An example of the capabilities of the system is as follows. A user seeking a 
service to provide stock quotes can access these quotes by graphically browsing the 
Internet to a web page that continually carries the quotes. Once at the web page, the 
user can activate the present invention, telling the speech server to, for example, "mark 
this" or "show me the stock quote." The server can then be set to either tell the user 
the stock price or go to that web page upon recognizing of the selected speech pattern. 

The general purpose of this invention is thus to provide a method for linking a 
remote speech recognition device operating over the telephone network to any web 
browser operating over the Internet. This link enables the user's web browser to be 
controlled by the remote speech recognition device, and, in turn, enables telephony 
functions to be controlled by any web browser. In addition to providing an immediate 
solution to accessing the web by voice, the invention provides tools and motivation for 
web page authors to generate web pages that are tailored to speech-only interfaces. 
This is expected to transform the nature of the web, and, over time, to support a truly 
multi-modal interface with the Internet.

> [Data]:
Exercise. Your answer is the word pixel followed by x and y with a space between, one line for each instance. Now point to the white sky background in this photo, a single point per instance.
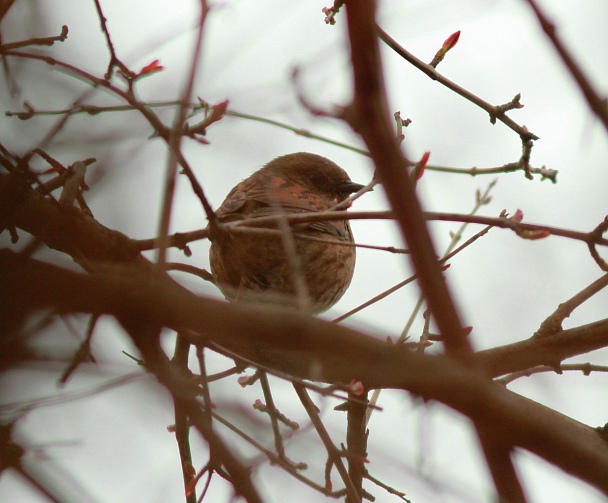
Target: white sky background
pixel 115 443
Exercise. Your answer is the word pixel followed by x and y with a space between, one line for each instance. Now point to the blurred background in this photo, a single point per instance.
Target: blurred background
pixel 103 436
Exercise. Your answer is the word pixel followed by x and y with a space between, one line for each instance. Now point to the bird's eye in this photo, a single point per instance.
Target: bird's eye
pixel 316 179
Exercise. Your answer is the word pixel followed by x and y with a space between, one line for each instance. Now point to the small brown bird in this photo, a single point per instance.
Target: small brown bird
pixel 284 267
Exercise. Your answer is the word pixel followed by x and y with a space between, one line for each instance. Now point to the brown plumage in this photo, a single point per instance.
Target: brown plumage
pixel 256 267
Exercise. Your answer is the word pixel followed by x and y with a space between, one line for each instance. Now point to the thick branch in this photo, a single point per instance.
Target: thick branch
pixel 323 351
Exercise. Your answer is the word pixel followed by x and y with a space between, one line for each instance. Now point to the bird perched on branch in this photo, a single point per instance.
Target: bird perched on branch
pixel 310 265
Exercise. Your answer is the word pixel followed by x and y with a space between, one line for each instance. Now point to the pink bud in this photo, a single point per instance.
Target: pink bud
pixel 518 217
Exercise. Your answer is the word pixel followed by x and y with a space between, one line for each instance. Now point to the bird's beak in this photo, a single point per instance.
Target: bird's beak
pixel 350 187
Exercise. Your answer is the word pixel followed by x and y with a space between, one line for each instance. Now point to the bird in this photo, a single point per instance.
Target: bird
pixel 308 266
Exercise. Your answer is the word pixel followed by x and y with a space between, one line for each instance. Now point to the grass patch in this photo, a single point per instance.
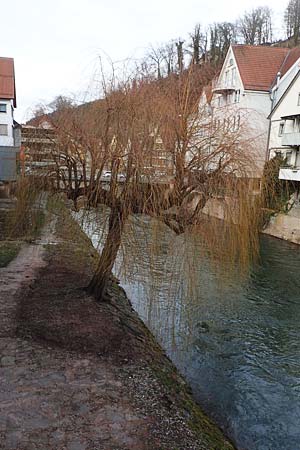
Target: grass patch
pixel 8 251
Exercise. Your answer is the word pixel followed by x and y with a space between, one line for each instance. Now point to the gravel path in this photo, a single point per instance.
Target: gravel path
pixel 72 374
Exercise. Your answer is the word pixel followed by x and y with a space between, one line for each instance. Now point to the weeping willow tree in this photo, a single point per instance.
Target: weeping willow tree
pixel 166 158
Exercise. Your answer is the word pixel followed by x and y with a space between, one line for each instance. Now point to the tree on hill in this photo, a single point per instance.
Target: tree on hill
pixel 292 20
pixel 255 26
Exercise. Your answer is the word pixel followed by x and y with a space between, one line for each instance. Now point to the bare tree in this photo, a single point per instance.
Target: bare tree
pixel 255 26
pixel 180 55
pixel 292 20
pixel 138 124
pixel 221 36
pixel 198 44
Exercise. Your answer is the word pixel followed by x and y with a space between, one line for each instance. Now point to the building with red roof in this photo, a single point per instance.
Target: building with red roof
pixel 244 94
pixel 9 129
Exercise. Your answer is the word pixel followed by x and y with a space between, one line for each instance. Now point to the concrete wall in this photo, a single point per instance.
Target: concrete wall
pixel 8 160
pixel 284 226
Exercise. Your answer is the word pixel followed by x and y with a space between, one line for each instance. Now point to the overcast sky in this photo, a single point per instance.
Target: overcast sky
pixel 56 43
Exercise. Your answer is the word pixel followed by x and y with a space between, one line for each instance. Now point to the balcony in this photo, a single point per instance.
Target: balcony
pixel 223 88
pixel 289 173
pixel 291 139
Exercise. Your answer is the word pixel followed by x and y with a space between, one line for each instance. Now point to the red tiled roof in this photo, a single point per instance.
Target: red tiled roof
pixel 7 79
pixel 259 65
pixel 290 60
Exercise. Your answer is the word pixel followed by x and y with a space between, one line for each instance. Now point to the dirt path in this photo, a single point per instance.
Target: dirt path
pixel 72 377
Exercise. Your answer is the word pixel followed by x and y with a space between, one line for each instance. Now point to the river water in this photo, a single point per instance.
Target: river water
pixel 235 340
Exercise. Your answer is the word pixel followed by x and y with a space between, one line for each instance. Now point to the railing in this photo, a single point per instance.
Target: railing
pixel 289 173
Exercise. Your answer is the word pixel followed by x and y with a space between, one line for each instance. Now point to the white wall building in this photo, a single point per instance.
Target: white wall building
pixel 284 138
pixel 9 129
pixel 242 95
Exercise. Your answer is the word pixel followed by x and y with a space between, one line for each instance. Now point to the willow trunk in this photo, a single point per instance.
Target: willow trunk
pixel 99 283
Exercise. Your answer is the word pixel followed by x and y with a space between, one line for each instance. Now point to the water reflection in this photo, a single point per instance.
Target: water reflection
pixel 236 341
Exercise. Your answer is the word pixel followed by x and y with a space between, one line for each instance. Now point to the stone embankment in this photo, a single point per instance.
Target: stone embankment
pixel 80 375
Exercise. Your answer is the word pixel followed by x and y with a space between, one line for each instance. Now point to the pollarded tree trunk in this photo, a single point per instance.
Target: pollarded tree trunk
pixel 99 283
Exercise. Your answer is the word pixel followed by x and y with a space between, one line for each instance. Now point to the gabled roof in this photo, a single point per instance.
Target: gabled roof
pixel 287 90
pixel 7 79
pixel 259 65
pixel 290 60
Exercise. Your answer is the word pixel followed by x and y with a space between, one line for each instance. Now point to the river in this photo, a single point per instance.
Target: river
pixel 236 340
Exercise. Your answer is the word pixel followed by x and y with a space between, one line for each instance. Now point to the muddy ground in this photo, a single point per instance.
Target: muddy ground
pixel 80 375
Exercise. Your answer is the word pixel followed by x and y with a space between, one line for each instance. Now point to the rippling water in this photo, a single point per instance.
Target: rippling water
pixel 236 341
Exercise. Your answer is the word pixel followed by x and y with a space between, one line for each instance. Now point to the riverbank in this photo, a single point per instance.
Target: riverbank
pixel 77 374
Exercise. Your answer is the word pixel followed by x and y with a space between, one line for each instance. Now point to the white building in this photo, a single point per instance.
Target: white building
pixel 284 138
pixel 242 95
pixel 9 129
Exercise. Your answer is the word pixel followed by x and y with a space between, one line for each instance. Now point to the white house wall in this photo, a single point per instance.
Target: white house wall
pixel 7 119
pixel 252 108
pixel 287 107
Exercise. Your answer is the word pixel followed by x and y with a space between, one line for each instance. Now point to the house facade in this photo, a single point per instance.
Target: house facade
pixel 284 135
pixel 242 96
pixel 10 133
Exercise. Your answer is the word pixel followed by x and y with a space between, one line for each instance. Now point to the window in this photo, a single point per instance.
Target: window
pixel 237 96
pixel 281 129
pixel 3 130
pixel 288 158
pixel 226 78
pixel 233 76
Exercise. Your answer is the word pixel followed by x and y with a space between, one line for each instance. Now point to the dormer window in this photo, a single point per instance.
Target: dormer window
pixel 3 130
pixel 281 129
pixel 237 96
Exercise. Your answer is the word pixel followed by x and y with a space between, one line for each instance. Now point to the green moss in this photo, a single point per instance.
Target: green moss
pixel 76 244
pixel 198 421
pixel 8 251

> [Challenge]:
Please render this sentence from the passage on voice-controlled web browsing in Spanish: "This link enables the user's web browser to be controlled by the remote speech recognition device, and, in turn, enables telephony functions to be controlled by any web browser."

> [Completed task]:
Este enlace permite que el navegador web del usuario sea controlado por el dispositivo remoto de reconocimiento de voz y, a su vez, permite que las funciones de telefonía sean controladas por cualquier navegador web.